> **Dataset entries**
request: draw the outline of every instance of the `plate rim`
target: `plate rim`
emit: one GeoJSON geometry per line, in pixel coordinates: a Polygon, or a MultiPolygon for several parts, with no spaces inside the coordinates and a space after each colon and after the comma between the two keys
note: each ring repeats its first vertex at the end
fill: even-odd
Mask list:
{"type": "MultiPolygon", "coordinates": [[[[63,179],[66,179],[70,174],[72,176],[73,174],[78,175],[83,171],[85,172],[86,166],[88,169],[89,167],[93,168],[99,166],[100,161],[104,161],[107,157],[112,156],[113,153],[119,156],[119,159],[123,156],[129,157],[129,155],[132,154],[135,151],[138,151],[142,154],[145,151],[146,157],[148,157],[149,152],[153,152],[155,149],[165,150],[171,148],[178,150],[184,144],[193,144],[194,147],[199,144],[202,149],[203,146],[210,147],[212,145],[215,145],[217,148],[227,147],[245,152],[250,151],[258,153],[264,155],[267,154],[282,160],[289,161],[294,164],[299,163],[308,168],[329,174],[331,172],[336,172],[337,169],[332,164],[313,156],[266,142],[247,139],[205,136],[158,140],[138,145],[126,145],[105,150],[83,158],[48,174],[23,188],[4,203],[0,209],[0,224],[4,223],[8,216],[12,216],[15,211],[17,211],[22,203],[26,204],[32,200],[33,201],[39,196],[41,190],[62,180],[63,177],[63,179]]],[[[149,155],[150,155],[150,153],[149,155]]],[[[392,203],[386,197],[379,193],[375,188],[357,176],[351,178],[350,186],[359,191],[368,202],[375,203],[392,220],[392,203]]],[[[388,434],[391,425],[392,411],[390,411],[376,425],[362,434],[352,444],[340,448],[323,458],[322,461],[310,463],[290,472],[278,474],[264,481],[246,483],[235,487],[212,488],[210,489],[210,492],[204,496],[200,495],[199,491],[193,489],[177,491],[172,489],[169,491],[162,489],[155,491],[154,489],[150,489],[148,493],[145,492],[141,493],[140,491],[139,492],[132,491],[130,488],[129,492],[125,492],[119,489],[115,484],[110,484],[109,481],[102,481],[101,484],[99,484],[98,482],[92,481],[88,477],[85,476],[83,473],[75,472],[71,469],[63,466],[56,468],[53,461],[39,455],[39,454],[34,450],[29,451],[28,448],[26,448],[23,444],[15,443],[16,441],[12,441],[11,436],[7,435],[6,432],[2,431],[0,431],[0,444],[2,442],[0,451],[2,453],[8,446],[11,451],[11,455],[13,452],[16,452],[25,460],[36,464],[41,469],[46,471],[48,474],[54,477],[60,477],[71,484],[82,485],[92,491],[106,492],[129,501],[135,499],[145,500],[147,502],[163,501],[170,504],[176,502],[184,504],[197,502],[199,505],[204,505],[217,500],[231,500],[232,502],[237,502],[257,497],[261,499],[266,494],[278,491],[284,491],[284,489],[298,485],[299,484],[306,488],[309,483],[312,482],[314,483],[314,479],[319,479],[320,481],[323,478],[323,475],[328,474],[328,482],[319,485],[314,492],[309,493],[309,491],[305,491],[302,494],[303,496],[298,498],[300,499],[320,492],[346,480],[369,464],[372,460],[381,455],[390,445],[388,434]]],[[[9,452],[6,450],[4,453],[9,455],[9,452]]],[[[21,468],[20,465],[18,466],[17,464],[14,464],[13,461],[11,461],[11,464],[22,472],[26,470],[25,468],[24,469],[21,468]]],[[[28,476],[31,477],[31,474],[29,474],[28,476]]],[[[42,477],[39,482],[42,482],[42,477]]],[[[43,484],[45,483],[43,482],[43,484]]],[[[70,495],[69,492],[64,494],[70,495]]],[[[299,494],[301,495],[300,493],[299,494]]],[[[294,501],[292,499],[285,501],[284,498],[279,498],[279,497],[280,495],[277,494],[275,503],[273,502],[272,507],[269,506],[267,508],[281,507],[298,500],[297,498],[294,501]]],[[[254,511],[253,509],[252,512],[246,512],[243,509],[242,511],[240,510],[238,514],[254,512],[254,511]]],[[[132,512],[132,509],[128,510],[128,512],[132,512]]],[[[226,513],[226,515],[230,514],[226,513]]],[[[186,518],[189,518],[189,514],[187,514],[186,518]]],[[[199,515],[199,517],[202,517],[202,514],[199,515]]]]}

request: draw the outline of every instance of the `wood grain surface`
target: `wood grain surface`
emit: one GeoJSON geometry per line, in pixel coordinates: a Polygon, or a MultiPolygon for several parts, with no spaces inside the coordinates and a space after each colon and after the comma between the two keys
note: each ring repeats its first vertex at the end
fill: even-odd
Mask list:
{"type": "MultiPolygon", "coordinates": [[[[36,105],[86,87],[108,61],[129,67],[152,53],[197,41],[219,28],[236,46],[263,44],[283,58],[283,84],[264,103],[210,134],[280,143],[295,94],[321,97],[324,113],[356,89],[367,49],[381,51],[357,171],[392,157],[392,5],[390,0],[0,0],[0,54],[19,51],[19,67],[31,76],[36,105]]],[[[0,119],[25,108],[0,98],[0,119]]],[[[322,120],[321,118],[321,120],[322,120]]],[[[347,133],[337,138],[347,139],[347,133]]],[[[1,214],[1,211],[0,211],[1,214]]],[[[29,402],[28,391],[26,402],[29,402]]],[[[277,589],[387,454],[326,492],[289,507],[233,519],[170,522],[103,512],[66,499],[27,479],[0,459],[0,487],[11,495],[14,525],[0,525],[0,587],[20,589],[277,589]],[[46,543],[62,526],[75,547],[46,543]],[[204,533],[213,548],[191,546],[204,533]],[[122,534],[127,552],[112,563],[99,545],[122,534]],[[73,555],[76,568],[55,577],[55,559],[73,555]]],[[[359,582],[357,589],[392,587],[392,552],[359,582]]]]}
* * *
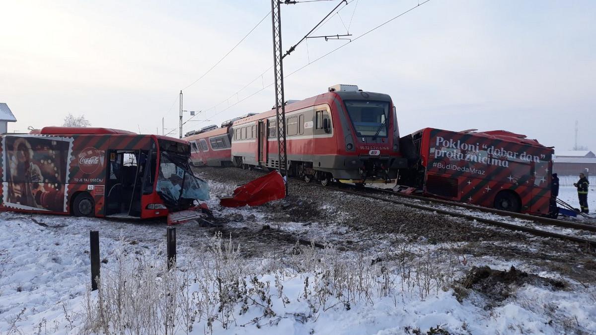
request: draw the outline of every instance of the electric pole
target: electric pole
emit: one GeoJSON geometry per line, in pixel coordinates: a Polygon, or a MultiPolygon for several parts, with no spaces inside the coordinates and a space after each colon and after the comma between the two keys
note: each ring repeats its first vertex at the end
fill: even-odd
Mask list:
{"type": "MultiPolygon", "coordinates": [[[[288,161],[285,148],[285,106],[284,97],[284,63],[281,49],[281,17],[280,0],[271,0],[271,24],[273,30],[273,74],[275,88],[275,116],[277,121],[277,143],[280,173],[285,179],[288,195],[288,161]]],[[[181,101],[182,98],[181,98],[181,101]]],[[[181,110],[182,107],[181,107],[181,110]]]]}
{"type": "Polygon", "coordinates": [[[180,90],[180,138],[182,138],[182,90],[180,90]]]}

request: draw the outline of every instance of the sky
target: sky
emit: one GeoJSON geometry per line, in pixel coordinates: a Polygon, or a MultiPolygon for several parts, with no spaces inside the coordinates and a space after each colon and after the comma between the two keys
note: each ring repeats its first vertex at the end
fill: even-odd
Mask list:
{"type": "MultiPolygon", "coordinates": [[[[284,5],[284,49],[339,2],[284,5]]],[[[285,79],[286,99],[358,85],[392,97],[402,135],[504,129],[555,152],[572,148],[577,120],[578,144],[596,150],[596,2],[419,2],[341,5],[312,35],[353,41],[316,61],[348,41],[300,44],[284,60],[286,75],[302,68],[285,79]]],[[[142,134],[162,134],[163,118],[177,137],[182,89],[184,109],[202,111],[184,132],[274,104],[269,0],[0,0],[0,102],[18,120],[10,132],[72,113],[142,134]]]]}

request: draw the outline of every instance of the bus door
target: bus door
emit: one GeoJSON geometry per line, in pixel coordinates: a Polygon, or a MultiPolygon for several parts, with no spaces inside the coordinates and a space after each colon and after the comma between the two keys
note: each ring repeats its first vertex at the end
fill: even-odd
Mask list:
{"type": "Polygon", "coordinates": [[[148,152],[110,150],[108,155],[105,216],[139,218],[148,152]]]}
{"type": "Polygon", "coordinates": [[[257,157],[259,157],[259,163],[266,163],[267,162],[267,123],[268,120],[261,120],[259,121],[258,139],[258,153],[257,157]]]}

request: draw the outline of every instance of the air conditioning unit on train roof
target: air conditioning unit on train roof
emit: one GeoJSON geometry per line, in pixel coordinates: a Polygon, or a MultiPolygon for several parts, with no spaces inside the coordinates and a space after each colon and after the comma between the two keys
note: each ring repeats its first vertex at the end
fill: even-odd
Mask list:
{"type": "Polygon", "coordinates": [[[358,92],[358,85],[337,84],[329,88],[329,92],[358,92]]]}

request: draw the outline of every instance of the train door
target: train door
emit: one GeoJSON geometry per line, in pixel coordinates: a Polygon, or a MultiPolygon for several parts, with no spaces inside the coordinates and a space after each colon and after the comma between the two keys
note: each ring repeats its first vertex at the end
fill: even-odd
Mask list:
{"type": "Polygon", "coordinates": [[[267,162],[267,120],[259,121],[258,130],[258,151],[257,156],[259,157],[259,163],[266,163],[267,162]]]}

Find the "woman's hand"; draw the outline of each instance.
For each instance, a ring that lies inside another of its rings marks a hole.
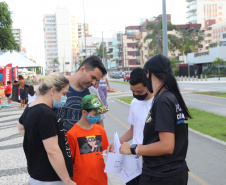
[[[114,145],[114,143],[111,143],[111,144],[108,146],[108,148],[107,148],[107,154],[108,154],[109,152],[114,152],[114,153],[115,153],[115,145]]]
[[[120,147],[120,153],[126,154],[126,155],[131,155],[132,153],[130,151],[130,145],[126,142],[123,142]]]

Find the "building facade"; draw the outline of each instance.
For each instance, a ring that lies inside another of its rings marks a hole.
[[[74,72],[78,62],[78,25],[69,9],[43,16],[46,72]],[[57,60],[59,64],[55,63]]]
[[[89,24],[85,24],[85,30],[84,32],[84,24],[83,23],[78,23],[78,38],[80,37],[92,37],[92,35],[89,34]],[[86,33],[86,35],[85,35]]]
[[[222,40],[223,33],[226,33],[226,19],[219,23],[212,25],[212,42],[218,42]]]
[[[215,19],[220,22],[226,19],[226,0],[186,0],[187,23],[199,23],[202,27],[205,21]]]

> **Directive**
Filter the entries above and copy every line that contains the word "pole".

> **The output**
request: draw the outline of every instance of the electric pole
target: electric pole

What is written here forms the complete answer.